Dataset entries
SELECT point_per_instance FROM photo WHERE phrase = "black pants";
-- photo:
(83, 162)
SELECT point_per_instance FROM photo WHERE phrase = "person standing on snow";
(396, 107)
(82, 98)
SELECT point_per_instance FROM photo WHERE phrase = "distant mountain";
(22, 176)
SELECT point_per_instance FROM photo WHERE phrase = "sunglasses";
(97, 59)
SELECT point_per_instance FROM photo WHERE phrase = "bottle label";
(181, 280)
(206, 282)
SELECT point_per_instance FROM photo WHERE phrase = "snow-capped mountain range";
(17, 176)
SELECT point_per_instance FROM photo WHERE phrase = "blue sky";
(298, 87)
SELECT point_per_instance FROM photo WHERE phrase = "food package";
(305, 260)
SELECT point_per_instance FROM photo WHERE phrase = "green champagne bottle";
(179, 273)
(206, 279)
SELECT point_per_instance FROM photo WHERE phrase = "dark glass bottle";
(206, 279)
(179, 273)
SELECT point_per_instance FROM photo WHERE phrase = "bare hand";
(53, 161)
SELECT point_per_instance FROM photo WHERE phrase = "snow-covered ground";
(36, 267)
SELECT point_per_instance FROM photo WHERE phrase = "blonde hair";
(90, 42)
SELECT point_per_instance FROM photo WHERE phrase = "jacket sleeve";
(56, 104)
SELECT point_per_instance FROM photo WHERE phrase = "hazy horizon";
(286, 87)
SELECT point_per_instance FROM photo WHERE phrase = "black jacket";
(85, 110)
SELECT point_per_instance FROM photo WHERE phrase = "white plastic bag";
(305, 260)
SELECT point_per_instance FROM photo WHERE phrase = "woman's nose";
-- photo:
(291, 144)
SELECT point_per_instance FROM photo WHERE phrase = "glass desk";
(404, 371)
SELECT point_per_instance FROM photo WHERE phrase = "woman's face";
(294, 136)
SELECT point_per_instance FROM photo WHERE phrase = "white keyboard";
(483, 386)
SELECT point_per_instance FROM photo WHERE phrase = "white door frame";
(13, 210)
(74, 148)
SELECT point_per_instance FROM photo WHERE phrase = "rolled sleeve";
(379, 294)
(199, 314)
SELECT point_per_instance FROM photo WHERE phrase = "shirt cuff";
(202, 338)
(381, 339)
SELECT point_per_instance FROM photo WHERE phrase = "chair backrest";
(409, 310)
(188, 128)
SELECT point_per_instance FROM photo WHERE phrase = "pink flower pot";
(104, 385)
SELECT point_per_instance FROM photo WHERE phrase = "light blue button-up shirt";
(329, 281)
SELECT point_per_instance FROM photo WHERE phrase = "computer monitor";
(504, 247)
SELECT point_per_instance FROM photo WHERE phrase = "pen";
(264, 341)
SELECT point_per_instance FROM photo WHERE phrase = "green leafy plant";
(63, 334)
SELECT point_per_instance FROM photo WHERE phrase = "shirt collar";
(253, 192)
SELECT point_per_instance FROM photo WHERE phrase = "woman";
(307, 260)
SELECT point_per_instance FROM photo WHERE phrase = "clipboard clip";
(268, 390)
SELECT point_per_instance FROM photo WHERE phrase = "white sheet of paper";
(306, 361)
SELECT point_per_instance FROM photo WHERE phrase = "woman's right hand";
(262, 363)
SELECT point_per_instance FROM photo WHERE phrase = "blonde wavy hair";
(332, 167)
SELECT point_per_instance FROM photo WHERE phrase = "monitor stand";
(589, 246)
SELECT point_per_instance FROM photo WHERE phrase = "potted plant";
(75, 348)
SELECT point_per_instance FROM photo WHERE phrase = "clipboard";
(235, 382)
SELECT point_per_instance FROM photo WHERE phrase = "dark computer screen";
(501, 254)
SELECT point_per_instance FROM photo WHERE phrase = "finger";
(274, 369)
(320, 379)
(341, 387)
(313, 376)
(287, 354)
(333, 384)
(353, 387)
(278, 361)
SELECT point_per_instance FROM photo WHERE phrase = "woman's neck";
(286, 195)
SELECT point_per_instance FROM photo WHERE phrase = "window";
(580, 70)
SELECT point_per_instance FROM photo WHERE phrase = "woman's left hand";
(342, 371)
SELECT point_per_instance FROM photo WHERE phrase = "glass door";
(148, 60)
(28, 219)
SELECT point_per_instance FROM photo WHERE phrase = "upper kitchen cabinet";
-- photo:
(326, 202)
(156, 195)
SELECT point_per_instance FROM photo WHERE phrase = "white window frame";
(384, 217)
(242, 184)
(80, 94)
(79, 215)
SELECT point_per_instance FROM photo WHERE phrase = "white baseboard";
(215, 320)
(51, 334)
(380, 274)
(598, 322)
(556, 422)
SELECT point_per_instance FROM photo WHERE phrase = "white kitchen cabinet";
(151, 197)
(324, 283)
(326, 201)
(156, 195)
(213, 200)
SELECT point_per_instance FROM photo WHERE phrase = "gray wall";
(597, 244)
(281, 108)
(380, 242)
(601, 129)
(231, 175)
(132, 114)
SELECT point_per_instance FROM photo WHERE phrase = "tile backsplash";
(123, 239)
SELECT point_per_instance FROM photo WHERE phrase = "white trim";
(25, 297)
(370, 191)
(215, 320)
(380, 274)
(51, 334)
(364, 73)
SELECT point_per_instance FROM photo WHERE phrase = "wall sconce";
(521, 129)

▸ PROBLEM STATEMENT:
Copy out every record again, letter for letter.

▸ SOLUTION FOR THIS TASK:
SELECT point_per_instance FROM photo WHERE phrase = "black pants";
-- photo:
(83, 162)
SELECT point_per_instance FROM photo WHERE phrase = "person standing on snow";
(396, 107)
(82, 98)
SELECT point_per_instance FROM photo WHERE phrase = "distant mountain";
(22, 176)
SELECT point_per_instance FROM photo WHERE phrase = "sunglasses";
(97, 59)
SELECT point_per_instance FROM photo WHERE phrase = "bottle label";
(181, 280)
(206, 282)
SELECT point_per_instance FROM photo WHERE phrase = "snow-capped mountain range";
(17, 176)
SELECT point_per_instance FROM photo WHERE phrase = "blue sky";
(298, 87)
SELECT point_per_instance FROM photo WHERE phrase = "food package";
(305, 260)
SELECT point_per_instance FROM photo WHERE phrase = "green champagne bottle";
(179, 273)
(206, 279)
SELECT point_per_instance FROM photo WHERE phrase = "dark glass bottle";
(206, 279)
(179, 273)
SELECT point_per_instance FROM photo WHERE phrase = "bare hand";
(53, 161)
SELECT point_per_instance FROM photo WHERE phrase = "snow-covered ground";
(36, 267)
SELECT point_per_instance FROM photo WHERE phrase = "blonde hair";
(90, 42)
SELECT point_per_instance FROM photo WHERE phrase = "jacket sleeve";
(56, 104)
SELECT point_per_instance FROM photo WHERE phrase = "hazy horizon";
(286, 87)
SELECT point_per_instance FROM photo WHERE phrase = "black jacket";
(85, 110)
SELECT point_per_instance FROM photo WHERE phrase = "white plastic bag";
(305, 260)
SELECT point_per_instance FROM photo WHERE phrase = "woman's nose";
-- photo:
(291, 144)
SELECT point_per_instance FROM photo WHERE phrase = "glass desk";
(404, 371)
SELECT point_per_instance FROM photo WHERE phrase = "woman's face";
(294, 136)
SELECT point_per_instance FROM photo WHERE phrase = "white keyboard";
(483, 386)
SELECT point_per_instance FROM photo WHERE phrase = "white door frame";
(13, 210)
(74, 148)
SELECT point_per_instance FROM photo WHERE phrase = "rolled sleeve";
(379, 294)
(199, 314)
SELECT point_per_instance FROM photo WHERE phrase = "shirt cuff";
(202, 338)
(381, 339)
SELECT point_per_instance FROM photo WHERE phrase = "chair backrest";
(409, 310)
(188, 128)
SELECT point_per_instance FROM photo WHERE phrase = "pink flower pot";
(104, 385)
SELECT point_per_instance FROM photo WHERE phrase = "light blue button-up shirt";
(329, 281)
SELECT point_per_instance FROM photo WHERE phrase = "computer monitor";
(504, 247)
SELECT point_per_instance FROM photo WHERE phrase = "pen";
(264, 341)
SELECT point_per_instance FROM photo WHERE phrase = "green leafy plant";
(63, 334)
SELECT point_per_instance FROM photo WHERE phrase = "shirt collar";
(253, 192)
SELECT point_per_instance FROM photo WHERE phrase = "woman";
(307, 260)
SELECT point_per_instance FROM photo WHERE phrase = "clipboard clip";
(268, 390)
SELECT point_per_instance FROM photo WHERE phrase = "white sheet of paper";
(306, 361)
SELECT point_per_instance FROM photo WHERE phrase = "woman's right hand";
(262, 363)
SELECT point_per_instance FROM photo WHERE phrase = "blonde wavy hair";
(332, 167)
SELECT point_per_instance FROM photo WHERE phrase = "monitor stand";
(589, 246)
SELECT point_per_instance FROM photo WHERE phrase = "potted plant";
(75, 348)
SELECT point_per_instance FROM photo WHERE phrase = "clipboard";
(235, 382)
SELECT point_per_instance FROM photo WHERE phrase = "dark computer screen";
(501, 254)
SELECT point_per_instance FROM photo WHERE phrase = "finger";
(274, 369)
(320, 379)
(341, 387)
(313, 376)
(287, 354)
(333, 384)
(353, 387)
(278, 361)
SELECT point_per_instance FROM photo WHERE phrase = "woman's neck";
(286, 195)
SELECT point_per_instance FROM photo WHERE phrase = "window";
(580, 70)
SELECT point_per_instance FROM photo WHERE phrase = "woman's left hand";
(342, 371)
SELECT point_per_instance FROM photo WHERE phrase = "glass door";
(148, 60)
(28, 219)
SELECT point_per_instance FROM photo WHERE phrase = "upper kitchen cabinet";
-- photo:
(326, 202)
(156, 195)
SELECT point_per_instance FROM photo WHERE phrase = "white window frame";
(384, 217)
(242, 184)
(80, 94)
(79, 215)
SELECT point_per_instance FROM photo WHERE phrase = "white baseboard";
(215, 320)
(51, 334)
(380, 274)
(598, 322)
(556, 422)
SELECT point_per_instance FROM photo WHERE phrase = "white kitchen cabinet";
(151, 197)
(324, 283)
(326, 201)
(156, 195)
(213, 200)
SELECT point_per_instance FROM photo WHERE phrase = "gray wall";
(597, 244)
(281, 108)
(380, 242)
(601, 129)
(231, 175)
(132, 114)
SELECT point_per_instance FROM photo WHERE phrase = "tile backsplash";
(123, 239)
SELECT point_per_instance FROM photo WHERE phrase = "white trim";
(25, 297)
(370, 191)
(215, 320)
(380, 274)
(51, 334)
(364, 73)
SELECT point_per_instance FROM photo WHERE phrase = "wall sconce";
(521, 129)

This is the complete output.